>> Begin

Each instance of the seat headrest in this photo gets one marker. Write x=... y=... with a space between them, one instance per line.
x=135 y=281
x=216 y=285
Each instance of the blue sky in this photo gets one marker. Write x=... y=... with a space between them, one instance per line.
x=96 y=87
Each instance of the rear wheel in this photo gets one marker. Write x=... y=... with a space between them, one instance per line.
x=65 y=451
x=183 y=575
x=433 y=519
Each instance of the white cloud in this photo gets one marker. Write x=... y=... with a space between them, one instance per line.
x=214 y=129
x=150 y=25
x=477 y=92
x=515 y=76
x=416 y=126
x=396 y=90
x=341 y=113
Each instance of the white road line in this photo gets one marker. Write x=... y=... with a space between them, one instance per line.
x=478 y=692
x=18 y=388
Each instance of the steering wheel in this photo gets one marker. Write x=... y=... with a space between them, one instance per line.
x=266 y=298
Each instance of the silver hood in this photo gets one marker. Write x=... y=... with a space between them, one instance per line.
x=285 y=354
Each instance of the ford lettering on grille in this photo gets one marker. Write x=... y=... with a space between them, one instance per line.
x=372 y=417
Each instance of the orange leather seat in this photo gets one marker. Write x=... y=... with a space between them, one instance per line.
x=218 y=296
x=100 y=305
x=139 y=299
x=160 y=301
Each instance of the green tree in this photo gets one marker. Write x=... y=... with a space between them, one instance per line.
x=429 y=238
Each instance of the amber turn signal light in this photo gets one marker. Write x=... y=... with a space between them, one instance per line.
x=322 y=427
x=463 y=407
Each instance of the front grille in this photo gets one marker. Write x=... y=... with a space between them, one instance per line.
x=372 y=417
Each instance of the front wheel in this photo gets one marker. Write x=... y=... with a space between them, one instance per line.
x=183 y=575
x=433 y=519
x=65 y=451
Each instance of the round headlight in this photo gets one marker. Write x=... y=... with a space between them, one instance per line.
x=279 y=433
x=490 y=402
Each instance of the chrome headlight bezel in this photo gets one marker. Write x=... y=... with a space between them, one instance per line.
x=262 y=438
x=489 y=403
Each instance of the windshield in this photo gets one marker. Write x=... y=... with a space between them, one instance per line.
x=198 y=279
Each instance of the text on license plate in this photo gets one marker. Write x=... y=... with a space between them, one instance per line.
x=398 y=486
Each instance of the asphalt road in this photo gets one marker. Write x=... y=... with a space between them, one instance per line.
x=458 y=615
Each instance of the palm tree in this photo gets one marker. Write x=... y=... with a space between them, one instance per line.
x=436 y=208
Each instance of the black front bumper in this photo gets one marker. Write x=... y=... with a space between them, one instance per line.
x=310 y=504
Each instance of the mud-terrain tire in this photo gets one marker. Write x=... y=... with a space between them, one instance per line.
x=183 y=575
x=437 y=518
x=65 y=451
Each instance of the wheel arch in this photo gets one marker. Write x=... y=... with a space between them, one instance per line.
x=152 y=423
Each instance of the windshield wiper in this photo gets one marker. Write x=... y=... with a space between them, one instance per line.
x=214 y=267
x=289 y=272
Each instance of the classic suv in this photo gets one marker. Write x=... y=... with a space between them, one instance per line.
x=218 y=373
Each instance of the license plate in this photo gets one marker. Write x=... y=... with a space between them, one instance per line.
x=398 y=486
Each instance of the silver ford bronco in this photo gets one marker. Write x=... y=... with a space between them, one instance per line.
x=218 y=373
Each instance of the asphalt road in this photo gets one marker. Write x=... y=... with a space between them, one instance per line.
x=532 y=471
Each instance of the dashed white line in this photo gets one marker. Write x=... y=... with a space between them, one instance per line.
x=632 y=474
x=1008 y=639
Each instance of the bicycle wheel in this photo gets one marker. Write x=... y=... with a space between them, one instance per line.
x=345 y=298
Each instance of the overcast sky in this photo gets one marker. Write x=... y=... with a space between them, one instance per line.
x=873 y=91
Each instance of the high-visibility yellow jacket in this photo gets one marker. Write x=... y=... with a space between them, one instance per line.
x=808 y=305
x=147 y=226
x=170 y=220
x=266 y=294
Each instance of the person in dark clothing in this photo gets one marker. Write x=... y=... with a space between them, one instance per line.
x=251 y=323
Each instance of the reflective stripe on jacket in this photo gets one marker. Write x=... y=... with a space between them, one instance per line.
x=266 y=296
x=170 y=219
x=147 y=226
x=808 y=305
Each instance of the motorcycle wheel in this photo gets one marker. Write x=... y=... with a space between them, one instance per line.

>> End

[WHAT NEEDS TO BE DONE]:
Rewrite every line from the one containing "Each instance of the wheel" through the end of the records, requests included, with each x and y coordinate in the answers multiplied by 2.3 and rounded to a whole number, halves rounding up. Give only those lines.

[TASK RESPONSE]:
Each instance of the wheel arch in this photo gets one marker. Write x=... y=... with a space between them, one instance per line.
x=350 y=973
Each instance of the windshield wiper in this photo gets one marker. Write x=... y=... with a space between them, one instance per line.
x=492 y=614
x=665 y=626
Each instance of the classic suv in this photo gets one marker. Write x=... y=... with a space between them, one instance per line.
x=501 y=858
Each instance of the license plate in this photo gets one marker. Write x=... y=... with a space between them, one instance per line.
x=915 y=1118
Each instance of the silver ford bronco in this photo gets one marker. Write x=... y=... with a space between them, one instance per line.
x=501 y=858
Each instance of the asphalt road in this photo gets one marker. Write x=... y=... with a space between them, one instance per line.
x=1224 y=1083
Each instance of the dashed white line in this photo gets one marker. Write x=... y=... with a space between them, one instance per line.
x=1454 y=1090
x=2318 y=1470
Each instance of the bicycle wheel in this photo gets one marker. Write x=... y=... with a space between them, one instance per line.
x=794 y=685
Each instance of the overcast sky in this photo gets one marker. Write x=... y=... with a space between them, one instance per line.
x=2008 y=209
Each instance of the high-visibility yellow jacket in this photo gets one marker. Write x=... y=... with a space between them, one instance per line.
x=1858 y=702
x=338 y=520
x=391 y=506
x=612 y=676
Each instance of the person in dark clothing in this photo gets one marker. Write x=... y=... with a space between them, one instance per line.
x=577 y=743
Each instance of the reflective stripe on jacket in this photo gets one marker. Write x=... y=... with a space between them, one instance per line.
x=612 y=681
x=391 y=504
x=338 y=520
x=1858 y=702
Each instance of the motorcycle wheel in this photo gets one marker. Write x=... y=... with a space between them, one instance per line.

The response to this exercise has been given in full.